» **Aim**
From the rows below, pull out each line that contains the word "turquoise" and list those lines.

******

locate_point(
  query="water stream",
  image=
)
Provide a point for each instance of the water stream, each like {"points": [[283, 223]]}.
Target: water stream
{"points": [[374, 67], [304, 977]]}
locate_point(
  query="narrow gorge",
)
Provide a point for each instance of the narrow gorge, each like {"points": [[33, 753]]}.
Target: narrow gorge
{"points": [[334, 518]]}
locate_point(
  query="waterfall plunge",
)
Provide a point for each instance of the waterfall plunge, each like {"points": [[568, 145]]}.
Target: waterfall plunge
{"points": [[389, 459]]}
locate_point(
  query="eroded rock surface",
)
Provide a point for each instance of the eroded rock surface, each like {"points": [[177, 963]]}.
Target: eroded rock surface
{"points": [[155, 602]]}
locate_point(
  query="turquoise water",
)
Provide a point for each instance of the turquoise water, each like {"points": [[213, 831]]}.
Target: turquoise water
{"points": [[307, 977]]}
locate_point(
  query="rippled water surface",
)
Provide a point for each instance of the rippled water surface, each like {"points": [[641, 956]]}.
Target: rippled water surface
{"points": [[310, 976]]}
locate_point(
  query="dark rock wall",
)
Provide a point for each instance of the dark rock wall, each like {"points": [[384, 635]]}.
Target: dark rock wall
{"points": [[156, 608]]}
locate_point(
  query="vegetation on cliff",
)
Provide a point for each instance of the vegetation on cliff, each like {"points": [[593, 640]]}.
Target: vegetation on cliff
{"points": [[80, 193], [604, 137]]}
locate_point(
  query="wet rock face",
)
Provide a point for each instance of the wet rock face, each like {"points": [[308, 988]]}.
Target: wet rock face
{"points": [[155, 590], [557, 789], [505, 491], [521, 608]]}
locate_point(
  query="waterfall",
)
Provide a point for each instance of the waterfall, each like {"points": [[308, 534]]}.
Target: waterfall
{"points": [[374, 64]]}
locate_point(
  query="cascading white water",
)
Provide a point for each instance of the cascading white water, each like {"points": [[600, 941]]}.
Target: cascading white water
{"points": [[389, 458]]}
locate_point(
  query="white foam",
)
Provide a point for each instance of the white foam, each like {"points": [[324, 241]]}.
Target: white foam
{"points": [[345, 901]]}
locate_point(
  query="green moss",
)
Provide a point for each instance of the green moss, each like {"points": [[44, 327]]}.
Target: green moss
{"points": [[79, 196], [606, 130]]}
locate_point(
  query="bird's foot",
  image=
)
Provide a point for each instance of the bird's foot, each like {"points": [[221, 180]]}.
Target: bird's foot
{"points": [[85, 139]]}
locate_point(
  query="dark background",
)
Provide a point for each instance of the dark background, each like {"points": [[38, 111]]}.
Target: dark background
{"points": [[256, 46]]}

******

» **Correct output**
  query="turquoise water",
Provide a point for each instance of the turquoise water, each like {"points": [[213, 831]]}.
Target: turquoise water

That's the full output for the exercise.